-- BEGIN --

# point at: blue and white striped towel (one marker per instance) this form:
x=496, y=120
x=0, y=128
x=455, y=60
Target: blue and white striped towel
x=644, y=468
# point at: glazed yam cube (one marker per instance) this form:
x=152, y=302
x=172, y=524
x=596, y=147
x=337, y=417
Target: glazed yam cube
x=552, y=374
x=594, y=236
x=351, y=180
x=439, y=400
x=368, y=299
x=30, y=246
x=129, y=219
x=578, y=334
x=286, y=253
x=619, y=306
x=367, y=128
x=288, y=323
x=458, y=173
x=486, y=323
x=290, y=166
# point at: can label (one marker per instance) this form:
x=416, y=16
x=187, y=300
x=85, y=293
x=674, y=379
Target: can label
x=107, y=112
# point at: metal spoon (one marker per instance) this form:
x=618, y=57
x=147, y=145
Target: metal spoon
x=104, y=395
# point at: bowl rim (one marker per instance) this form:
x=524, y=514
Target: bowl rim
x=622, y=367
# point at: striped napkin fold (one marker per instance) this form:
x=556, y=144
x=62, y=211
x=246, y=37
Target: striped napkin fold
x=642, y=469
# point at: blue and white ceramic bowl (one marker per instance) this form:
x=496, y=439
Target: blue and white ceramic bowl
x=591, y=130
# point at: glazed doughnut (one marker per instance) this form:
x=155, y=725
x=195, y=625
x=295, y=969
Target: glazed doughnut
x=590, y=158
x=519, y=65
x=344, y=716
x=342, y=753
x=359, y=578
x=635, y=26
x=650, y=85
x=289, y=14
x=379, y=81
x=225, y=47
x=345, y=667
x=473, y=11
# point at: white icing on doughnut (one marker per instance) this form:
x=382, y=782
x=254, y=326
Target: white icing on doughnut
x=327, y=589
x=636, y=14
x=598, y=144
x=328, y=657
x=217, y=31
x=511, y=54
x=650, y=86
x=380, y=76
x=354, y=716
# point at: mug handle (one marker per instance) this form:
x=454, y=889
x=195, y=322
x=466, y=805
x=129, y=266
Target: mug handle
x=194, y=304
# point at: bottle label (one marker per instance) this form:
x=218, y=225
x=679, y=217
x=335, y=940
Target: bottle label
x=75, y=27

-- END --

* _Task goal_:
Render every line of the material above as a JSON list of strings, one string per line, leaving out blank lines.

* _Expected answer_:
[
  "# point at: blue and white striped towel (one marker per instance) this form:",
  "x=496, y=120",
  "x=0, y=128",
  "x=455, y=60",
  "Target: blue and white striped towel",
  "x=644, y=468",
  "# point at: glazed yam cube (one marker per instance) this form:",
  "x=152, y=302",
  "x=172, y=524",
  "x=596, y=147",
  "x=337, y=417",
  "Target: glazed yam cube",
  "x=552, y=374",
  "x=594, y=236",
  "x=351, y=180",
  "x=439, y=400",
  "x=368, y=299",
  "x=30, y=246",
  "x=129, y=219",
  "x=578, y=334",
  "x=286, y=253",
  "x=619, y=306",
  "x=367, y=128",
  "x=288, y=323",
  "x=458, y=173",
  "x=486, y=323",
  "x=290, y=166",
  "# point at: can label (one marker per instance) this form:",
  "x=416, y=16",
  "x=187, y=300",
  "x=85, y=293",
  "x=674, y=379",
  "Target: can label",
  "x=107, y=112",
  "# point at: metal spoon (one marker per instance) this form:",
  "x=618, y=57",
  "x=147, y=145",
  "Target: metal spoon",
  "x=104, y=395",
  "# point at: bowl rim (one marker per instance) this form:",
  "x=524, y=514",
  "Target: bowl rim",
  "x=622, y=367",
  "# point at: striped napkin fold (one marker per instance) this form:",
  "x=556, y=144",
  "x=62, y=211",
  "x=246, y=37",
  "Target: striped napkin fold",
  "x=642, y=469",
  "# point at: blue and white ceramic bowl (one marker per instance) this form:",
  "x=496, y=439",
  "Target: blue and white ceramic bowl",
  "x=591, y=130",
  "# point at: glazed doughnut (one marker per instance) this form:",
  "x=155, y=725",
  "x=195, y=625",
  "x=295, y=969",
  "Target: glazed doughnut",
  "x=590, y=158",
  "x=519, y=65",
  "x=344, y=716",
  "x=342, y=753",
  "x=359, y=578",
  "x=635, y=26",
  "x=650, y=85",
  "x=289, y=14",
  "x=379, y=81",
  "x=225, y=47",
  "x=345, y=667",
  "x=473, y=11",
  "# point at: white icing on doughnut (one marker per instance) this form:",
  "x=382, y=782",
  "x=254, y=326",
  "Target: white icing on doughnut",
  "x=327, y=589",
  "x=636, y=14",
  "x=598, y=144",
  "x=328, y=657",
  "x=217, y=31",
  "x=511, y=54",
  "x=650, y=86",
  "x=380, y=76",
  "x=354, y=716",
  "# point at: mug handle (one marker per instance) this form:",
  "x=454, y=889",
  "x=195, y=322",
  "x=466, y=805",
  "x=129, y=266",
  "Target: mug handle",
  "x=194, y=304",
  "# point at: bottle label (one marker per instance) this form:",
  "x=218, y=225",
  "x=679, y=217",
  "x=335, y=940",
  "Target: bottle label",
  "x=75, y=27"
]